## WHAT YOU NEED TO DO
Each record must be written out again exactly. Skip any picture it contains.

Saved entries

□ □ □ □

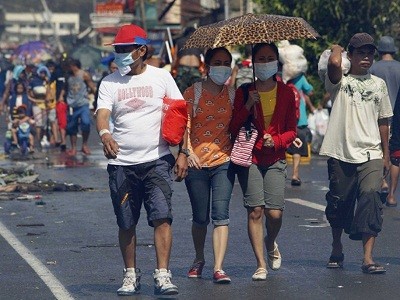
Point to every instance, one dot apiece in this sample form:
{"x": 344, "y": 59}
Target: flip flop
{"x": 393, "y": 204}
{"x": 335, "y": 262}
{"x": 373, "y": 269}
{"x": 296, "y": 182}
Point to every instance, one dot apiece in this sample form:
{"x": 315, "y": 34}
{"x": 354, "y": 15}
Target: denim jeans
{"x": 210, "y": 189}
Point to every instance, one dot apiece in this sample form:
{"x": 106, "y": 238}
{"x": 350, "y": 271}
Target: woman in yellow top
{"x": 210, "y": 178}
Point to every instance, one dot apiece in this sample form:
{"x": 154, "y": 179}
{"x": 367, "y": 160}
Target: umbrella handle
{"x": 254, "y": 80}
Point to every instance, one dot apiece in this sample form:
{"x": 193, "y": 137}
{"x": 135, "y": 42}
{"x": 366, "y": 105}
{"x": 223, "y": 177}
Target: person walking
{"x": 271, "y": 105}
{"x": 394, "y": 147}
{"x": 209, "y": 146}
{"x": 140, "y": 162}
{"x": 356, "y": 143}
{"x": 77, "y": 99}
{"x": 388, "y": 69}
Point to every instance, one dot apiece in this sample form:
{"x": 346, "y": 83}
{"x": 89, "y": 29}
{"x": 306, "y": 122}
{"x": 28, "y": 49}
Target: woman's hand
{"x": 194, "y": 161}
{"x": 268, "y": 141}
{"x": 297, "y": 143}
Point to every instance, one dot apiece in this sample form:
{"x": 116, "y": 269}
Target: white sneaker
{"x": 162, "y": 283}
{"x": 130, "y": 283}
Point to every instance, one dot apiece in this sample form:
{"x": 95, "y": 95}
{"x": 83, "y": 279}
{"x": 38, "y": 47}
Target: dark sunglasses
{"x": 125, "y": 48}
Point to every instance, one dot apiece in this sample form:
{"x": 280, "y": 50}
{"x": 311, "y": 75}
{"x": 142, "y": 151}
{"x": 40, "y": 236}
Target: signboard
{"x": 110, "y": 9}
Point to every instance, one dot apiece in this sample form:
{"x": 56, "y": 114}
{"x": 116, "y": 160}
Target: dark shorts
{"x": 353, "y": 200}
{"x": 304, "y": 134}
{"x": 148, "y": 183}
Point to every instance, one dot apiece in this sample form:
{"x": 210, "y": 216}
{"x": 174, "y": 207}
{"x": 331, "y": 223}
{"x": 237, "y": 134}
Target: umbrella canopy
{"x": 250, "y": 29}
{"x": 33, "y": 52}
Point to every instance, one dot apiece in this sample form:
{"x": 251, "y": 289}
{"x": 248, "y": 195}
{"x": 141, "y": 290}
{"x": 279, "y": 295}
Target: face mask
{"x": 219, "y": 74}
{"x": 263, "y": 71}
{"x": 124, "y": 62}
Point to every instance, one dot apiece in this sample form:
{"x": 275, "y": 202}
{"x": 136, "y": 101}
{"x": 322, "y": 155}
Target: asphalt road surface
{"x": 64, "y": 246}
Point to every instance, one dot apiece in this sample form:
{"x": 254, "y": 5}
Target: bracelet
{"x": 103, "y": 132}
{"x": 184, "y": 151}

□ □ □ □

## RESPONSE TO THE TASK
Point to every instance, one dot apiece in this sample form:
{"x": 344, "y": 59}
Target: flip flop
{"x": 393, "y": 204}
{"x": 335, "y": 262}
{"x": 373, "y": 269}
{"x": 296, "y": 182}
Point to every instance, one dot apiece in this sample form:
{"x": 315, "y": 34}
{"x": 354, "y": 15}
Target: denim jeans
{"x": 210, "y": 189}
Point to every instance, one dot apiece in this sample form:
{"x": 106, "y": 238}
{"x": 350, "y": 271}
Target: woman in yellow top
{"x": 210, "y": 178}
Point to every instance, one dot apiece in this sample form:
{"x": 154, "y": 179}
{"x": 367, "y": 160}
Target: umbrella handle
{"x": 254, "y": 80}
Point to every instance, one dot apiece in this sample form:
{"x": 193, "y": 137}
{"x": 135, "y": 42}
{"x": 366, "y": 105}
{"x": 223, "y": 177}
Target: person walking
{"x": 271, "y": 105}
{"x": 394, "y": 147}
{"x": 209, "y": 146}
{"x": 140, "y": 162}
{"x": 356, "y": 143}
{"x": 77, "y": 99}
{"x": 388, "y": 69}
Point to every instance, one dot apiece in this sample form:
{"x": 346, "y": 83}
{"x": 89, "y": 29}
{"x": 306, "y": 122}
{"x": 28, "y": 49}
Target: woman's hand
{"x": 194, "y": 161}
{"x": 268, "y": 141}
{"x": 297, "y": 143}
Point to every instance, one dot apiece in this sample form:
{"x": 116, "y": 269}
Target: white sneaker
{"x": 162, "y": 283}
{"x": 130, "y": 283}
Point to every instance, one dot apiece in this sample form:
{"x": 95, "y": 95}
{"x": 83, "y": 279}
{"x": 38, "y": 47}
Target: dark sunglasses
{"x": 125, "y": 48}
Point to every instance, one dot apiece in this sample form:
{"x": 280, "y": 50}
{"x": 311, "y": 75}
{"x": 142, "y": 151}
{"x": 40, "y": 236}
Target: signboard
{"x": 110, "y": 9}
Point to every instance, one dot apiece in this sample form:
{"x": 56, "y": 114}
{"x": 116, "y": 160}
Target: dark shorts
{"x": 353, "y": 200}
{"x": 304, "y": 134}
{"x": 148, "y": 183}
Point to every instance, one dot apiece in this sample form:
{"x": 210, "y": 216}
{"x": 174, "y": 207}
{"x": 331, "y": 223}
{"x": 237, "y": 134}
Target: umbrella canopy
{"x": 250, "y": 29}
{"x": 33, "y": 52}
Point to every instance, one dot apiece in this sample form:
{"x": 251, "y": 289}
{"x": 248, "y": 195}
{"x": 141, "y": 290}
{"x": 279, "y": 295}
Target: face mask
{"x": 219, "y": 74}
{"x": 263, "y": 71}
{"x": 124, "y": 62}
Point to every instance, one dot apiece in this sample form:
{"x": 275, "y": 202}
{"x": 136, "y": 101}
{"x": 322, "y": 155}
Target: asphalt road surface
{"x": 64, "y": 246}
Point to every instance, one dot apiece in this sample form:
{"x": 254, "y": 5}
Target: bracelet
{"x": 103, "y": 132}
{"x": 184, "y": 151}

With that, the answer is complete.